* **Instruction 1**: Reproduce only the records starting with the line containing "Where can the man's" and going on through the line containing "(713, 1001)", substituting "house" for "building" and changing nothing else.

# graphics card coil whine. Annoying but is it a sign of bad card?



## Tomgang (Feb 14, 2015)

So after tryed two different vendors of graphics Card (EVGA and Zotac GTX 970) and both had coil whine problem. Evga so bad that i returned them. The new zotac Cards also have coil whine, but not as bad.

I now gtx 970 has a weekness when it comes to coil whine and all vendors are effected of it whit gtx 970.
So insteed of retur my zotac Cards and risk new Cards whit even more coil whine.

I want to ask is coil whine a sign of a bad Card or is it just a Annoying sound i not shut be concerned about?

I had before 2 Gainward GTX 570 and later on 2 Zotac GTX 660 Ti and even overclock to its limit. No coil whine from them in the same pc.

PSU is thermaltake toughpower 1500w and about 5 1/2 years old.


----------



## P4-630 (Feb 14, 2015)

Tomgang said:


> it just a Annoying sound i not shut be concerned about?


Thats it


----------



## Caring1 (Feb 14, 2015)

Tomgang said:


> I want to ask is coil whine a sign of a bad Card or is it just a Annoying sound i not shut be concerned about?



It's not a sign of a bad card, just lower quality components are used that cause that.


----------



## Tomgang (Feb 14, 2015)

* **Instruction 2**: Write the next part of the forum thread about graphics card coil whine, picking up where it stops.

* **Data for this task**:

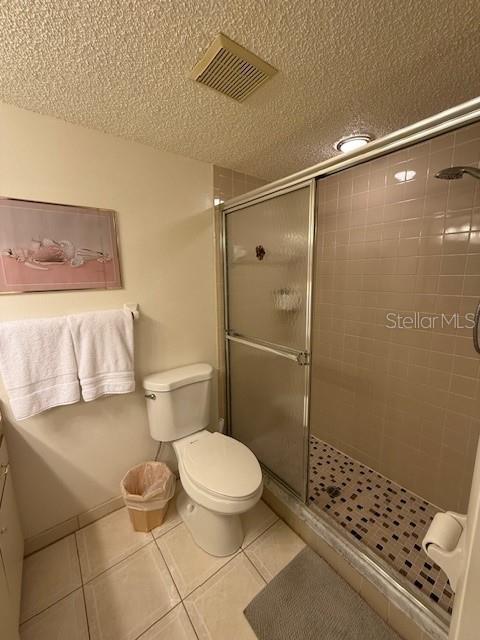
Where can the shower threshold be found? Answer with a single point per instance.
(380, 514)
---
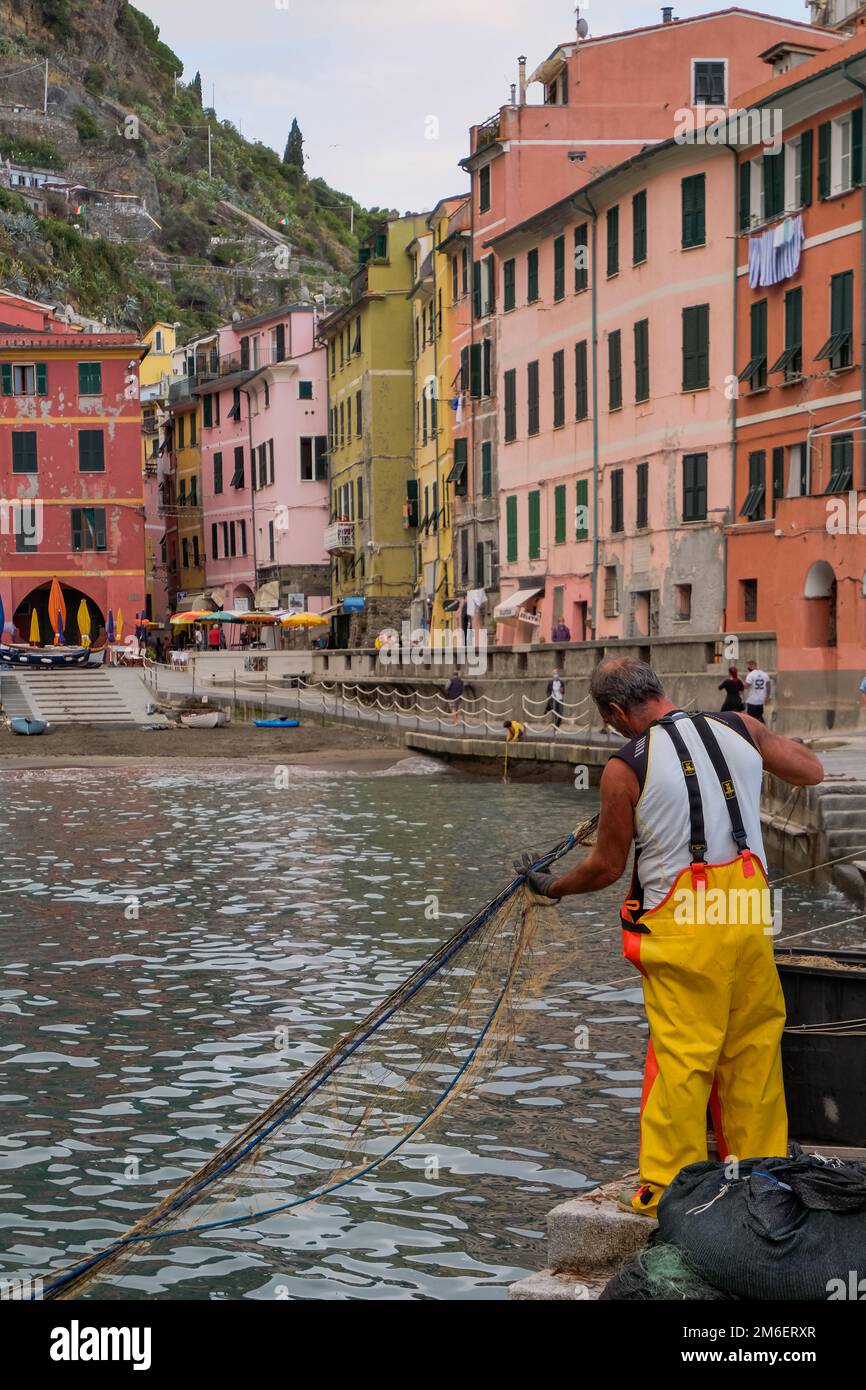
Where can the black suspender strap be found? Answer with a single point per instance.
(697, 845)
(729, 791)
...
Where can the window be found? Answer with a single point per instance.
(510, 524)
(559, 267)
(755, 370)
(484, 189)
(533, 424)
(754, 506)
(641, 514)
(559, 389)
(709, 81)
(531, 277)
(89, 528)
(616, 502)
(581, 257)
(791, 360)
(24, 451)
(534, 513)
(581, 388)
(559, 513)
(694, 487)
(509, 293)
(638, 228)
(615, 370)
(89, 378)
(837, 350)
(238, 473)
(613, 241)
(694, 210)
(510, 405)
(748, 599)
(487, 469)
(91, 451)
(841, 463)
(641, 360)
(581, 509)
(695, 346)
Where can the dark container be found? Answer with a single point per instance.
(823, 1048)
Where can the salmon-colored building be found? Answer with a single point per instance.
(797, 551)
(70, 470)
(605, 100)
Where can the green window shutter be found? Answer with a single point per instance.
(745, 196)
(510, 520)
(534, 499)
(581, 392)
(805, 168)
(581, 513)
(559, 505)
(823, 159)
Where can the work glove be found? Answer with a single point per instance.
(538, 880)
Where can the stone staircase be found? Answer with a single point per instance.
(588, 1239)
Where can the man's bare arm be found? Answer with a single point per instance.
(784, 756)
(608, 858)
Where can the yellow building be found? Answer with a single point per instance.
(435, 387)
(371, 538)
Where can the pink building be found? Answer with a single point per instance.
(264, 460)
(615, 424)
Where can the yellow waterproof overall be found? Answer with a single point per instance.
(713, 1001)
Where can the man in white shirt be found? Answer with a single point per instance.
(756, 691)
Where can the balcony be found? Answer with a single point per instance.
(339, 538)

* **Written reply 1**:
Where can the man's bare arm be found? Answer with a single point per instance.
(784, 756)
(608, 858)
Where can the yellow house be found? Answer with a single point per instance.
(435, 387)
(371, 538)
Where can the pink house be found? Answer with a single point per instance.
(264, 460)
(615, 424)
Where can the yellow waterproof overall be found? Answer with a single point per instance.
(713, 1001)

* **Written reply 2**:
Alright think i keep these Card when. Else i think a can return and return in a never ending cirkle and maybe never find a Card that not coil whine.


----------



## FireFox (Feb 14, 2015)

I have two Evga 770 and one had this coil whine problem  (it's not a problem at all)
I don't want to say BS but since the cards are watercooler the problem is Gone.

Weird?
Yes it is...


----------



## Kaynar (Feb 14, 2015)

Ive had several cards and psu's with coil whine of different frequencies and they never malfunctioned


----------



## animal007uk (Feb 14, 2015)

My HD 7970 has had coil wine since i got it and 3 years later it still does it but the card is still working fine apart from having to replace a fan on it.

It only ever seems to make a noise when FPS go really high but damn it does make some noise but at the same time it's also funny, Might record the sound one day and try and make a tune out of it haha


----------



## eidairaman1 (Feb 14, 2015)

My 290 initially whines when it enters 3d mode but then stops. The card is a highly recommended unit along with the psu. Both were bnib and not even 1 yo yet. So with that said even if you swapped your psu out and another batch of 970s or even a 980, there is no guarantee you wont experience coil whine. Another solution is try vsync on. Otherwise turn your speakers up, or you might void your warranty by opening the card up and putting hot glue around the coils or electronic grade silicon sealant to dampen the noise they make.


----------



## MxPhenom 216 (Feb 14, 2015)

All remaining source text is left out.